Start EXTRACTED ENTRIES

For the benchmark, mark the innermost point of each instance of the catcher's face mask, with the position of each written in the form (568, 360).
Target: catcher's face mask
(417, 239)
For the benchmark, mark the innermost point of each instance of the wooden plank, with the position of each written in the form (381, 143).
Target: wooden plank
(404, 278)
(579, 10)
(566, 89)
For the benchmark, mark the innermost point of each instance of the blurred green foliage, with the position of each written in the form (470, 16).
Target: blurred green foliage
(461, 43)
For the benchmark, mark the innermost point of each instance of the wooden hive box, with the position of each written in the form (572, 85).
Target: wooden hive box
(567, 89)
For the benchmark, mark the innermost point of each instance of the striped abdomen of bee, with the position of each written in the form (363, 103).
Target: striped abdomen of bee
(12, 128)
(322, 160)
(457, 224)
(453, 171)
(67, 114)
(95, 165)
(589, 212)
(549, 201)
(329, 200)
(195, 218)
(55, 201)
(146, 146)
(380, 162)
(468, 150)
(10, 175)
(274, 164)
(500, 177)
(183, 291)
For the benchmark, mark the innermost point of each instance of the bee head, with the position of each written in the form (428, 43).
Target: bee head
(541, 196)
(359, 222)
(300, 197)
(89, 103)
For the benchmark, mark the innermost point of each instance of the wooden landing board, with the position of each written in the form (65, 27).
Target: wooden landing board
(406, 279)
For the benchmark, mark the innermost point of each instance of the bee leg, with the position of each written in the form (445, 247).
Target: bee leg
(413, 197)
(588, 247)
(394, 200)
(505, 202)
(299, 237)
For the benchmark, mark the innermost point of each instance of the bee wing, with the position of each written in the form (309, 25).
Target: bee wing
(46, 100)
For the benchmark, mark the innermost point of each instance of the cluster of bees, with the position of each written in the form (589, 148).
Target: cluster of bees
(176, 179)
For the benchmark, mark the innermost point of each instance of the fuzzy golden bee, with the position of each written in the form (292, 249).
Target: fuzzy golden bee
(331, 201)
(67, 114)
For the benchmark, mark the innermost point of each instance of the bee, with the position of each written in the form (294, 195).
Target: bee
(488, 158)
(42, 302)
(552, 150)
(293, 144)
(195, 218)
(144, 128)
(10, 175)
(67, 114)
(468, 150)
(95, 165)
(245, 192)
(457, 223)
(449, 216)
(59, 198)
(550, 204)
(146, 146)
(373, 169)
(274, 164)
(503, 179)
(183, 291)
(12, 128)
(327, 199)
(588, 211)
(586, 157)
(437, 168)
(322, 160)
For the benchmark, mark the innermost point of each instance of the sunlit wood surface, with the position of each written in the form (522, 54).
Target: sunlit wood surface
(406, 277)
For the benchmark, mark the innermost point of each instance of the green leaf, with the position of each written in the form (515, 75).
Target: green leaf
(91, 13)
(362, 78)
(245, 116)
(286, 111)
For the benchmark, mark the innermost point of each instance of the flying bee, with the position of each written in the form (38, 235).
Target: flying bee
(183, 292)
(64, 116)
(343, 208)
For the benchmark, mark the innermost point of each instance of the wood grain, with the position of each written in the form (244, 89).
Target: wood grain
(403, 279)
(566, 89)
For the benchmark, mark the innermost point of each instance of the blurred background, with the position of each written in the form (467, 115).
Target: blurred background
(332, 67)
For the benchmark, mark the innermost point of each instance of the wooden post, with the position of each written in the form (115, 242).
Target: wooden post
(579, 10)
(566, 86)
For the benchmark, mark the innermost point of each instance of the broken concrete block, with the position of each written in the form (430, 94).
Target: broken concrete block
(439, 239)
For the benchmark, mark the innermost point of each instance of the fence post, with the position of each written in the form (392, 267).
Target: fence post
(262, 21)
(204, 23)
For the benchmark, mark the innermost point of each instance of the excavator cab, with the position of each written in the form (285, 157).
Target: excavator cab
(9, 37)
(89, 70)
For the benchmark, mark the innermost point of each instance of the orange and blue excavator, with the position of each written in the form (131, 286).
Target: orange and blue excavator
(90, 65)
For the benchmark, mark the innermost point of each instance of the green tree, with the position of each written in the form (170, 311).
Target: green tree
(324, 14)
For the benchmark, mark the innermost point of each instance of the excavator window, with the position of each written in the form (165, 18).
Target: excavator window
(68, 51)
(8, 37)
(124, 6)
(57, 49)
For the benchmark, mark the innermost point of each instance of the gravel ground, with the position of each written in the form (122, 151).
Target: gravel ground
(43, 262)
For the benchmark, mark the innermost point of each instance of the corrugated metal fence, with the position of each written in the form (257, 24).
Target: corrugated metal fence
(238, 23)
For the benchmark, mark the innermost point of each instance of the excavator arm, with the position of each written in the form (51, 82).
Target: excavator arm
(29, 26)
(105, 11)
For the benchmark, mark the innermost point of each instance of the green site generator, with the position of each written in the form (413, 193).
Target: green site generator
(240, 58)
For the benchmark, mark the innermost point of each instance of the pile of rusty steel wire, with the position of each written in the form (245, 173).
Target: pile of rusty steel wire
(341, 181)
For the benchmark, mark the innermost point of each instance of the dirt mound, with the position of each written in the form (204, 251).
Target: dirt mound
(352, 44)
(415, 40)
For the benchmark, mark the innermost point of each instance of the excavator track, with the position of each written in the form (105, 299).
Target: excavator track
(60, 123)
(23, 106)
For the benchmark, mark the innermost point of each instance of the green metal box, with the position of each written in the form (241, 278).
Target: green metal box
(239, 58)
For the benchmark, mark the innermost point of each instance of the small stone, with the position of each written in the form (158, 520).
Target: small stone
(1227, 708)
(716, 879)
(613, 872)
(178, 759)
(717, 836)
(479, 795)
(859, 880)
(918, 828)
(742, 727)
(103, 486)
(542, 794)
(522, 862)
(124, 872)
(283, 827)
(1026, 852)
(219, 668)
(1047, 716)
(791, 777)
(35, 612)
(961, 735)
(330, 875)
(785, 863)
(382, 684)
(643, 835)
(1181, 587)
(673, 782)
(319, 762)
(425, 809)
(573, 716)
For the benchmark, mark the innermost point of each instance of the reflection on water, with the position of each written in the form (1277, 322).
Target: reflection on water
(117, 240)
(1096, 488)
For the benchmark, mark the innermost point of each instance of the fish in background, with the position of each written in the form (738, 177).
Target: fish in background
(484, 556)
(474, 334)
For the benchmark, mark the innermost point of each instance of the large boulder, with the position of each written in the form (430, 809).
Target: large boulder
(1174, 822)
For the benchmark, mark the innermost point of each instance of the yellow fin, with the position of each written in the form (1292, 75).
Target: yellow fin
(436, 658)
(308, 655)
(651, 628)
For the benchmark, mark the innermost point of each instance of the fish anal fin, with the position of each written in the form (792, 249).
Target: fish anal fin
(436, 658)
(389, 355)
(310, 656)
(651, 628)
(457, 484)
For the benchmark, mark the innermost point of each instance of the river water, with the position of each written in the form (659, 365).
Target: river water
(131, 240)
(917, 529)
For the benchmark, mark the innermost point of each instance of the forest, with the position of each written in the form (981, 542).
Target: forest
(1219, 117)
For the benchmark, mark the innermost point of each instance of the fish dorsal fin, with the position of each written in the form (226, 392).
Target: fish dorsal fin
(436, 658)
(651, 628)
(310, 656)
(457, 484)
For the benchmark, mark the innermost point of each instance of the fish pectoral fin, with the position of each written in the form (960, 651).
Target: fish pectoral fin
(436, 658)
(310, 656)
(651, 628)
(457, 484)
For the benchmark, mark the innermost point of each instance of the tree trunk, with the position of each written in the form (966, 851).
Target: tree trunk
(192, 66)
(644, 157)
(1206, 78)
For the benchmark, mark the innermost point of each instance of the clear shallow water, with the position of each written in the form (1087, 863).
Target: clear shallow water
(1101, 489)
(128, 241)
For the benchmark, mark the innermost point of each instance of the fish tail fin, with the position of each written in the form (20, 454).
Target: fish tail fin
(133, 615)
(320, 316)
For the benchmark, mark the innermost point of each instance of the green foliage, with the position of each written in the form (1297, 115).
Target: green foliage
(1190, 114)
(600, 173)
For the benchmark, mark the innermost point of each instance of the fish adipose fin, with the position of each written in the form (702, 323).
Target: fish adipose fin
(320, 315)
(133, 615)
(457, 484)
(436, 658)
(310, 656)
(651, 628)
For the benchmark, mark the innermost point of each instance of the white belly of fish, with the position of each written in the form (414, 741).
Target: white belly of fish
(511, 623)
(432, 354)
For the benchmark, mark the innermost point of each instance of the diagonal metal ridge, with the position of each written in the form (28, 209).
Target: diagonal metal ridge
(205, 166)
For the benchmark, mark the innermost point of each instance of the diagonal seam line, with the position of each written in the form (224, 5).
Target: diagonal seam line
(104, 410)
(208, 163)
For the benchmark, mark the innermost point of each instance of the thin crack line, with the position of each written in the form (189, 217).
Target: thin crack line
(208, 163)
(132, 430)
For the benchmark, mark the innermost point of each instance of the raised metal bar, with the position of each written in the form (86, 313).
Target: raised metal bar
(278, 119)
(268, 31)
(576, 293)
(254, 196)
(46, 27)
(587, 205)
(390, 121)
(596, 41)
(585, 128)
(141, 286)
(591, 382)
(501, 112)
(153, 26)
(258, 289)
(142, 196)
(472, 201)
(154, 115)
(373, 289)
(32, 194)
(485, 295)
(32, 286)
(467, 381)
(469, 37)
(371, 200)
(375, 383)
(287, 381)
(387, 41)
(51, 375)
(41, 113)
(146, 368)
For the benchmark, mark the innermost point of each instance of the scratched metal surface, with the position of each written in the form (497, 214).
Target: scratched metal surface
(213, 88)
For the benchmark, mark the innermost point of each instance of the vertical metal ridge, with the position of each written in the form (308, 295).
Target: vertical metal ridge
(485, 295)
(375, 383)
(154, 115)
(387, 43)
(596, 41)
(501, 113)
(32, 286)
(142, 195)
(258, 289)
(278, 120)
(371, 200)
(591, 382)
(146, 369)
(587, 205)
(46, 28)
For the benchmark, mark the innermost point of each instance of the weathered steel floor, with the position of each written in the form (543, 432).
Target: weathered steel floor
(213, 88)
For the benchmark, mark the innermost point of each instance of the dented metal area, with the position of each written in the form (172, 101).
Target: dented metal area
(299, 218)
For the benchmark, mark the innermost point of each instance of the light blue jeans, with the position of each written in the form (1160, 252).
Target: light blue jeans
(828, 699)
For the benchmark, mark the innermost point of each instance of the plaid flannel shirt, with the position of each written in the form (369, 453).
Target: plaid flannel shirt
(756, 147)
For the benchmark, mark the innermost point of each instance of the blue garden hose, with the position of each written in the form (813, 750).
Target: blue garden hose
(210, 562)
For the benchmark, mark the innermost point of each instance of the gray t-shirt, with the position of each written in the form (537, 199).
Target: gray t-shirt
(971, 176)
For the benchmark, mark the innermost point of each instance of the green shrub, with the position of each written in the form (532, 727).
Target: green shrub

End EXTRACTED ENTRIES

TASK BRIEF:
From the "form (1160, 252)." line to the close of the listing, restate each line word for word.

EXERCISE RESULT:
For the benchmark, mark the innermost point of each instance of the light blue jeans, with the position of each written in the form (1160, 252).
Target: light blue jeans
(828, 699)
For the benchmark, mark the innermost point of each instance of the plaid flannel shirt, with the position of each written in the form (369, 453).
Target: plaid flannel shirt
(756, 147)
For the benchmark, mark the innermost point of each instance of the blue garden hose, with the position of each written in the form (813, 750).
Target: blue garden hose
(210, 562)
For the benchmark, mark the innermost point of each instance of the gray t-shirt, with the position of each written in the form (537, 199).
Target: gray t-shirt
(971, 176)
For the benchmark, mark the innermost point of each instance of the green shrub, with the position of each written in the form (532, 727).
Target: green shrub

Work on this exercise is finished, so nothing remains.